**WORK TO BE COMPLETED**
Provide the count of lines below that include the word "haze", without any accompanying remarks.

──────── SUPPLIED RECORDS

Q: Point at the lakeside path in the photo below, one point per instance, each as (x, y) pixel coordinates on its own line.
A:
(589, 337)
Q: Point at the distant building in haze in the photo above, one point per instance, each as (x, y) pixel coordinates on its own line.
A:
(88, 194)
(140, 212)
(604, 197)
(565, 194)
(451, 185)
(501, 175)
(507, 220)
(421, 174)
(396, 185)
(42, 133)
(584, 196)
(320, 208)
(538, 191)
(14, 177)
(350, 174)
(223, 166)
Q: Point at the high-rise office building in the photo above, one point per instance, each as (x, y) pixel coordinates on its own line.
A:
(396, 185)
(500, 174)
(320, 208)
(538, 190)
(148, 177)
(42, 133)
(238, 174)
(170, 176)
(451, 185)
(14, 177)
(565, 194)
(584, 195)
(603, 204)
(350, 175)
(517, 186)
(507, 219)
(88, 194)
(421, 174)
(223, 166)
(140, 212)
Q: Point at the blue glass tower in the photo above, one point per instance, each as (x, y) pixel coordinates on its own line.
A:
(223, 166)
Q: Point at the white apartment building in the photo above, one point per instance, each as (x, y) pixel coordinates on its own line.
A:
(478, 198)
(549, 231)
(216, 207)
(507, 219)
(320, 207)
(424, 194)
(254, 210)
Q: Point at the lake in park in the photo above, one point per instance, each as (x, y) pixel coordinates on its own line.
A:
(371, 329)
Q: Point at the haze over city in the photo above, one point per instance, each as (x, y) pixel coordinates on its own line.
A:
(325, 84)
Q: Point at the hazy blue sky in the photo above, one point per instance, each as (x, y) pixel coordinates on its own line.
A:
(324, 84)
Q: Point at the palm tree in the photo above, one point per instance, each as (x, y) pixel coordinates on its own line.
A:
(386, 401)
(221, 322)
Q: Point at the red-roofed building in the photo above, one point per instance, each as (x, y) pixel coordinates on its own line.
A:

────────────────

**SOLUTION TO THIS EXERCISE**
2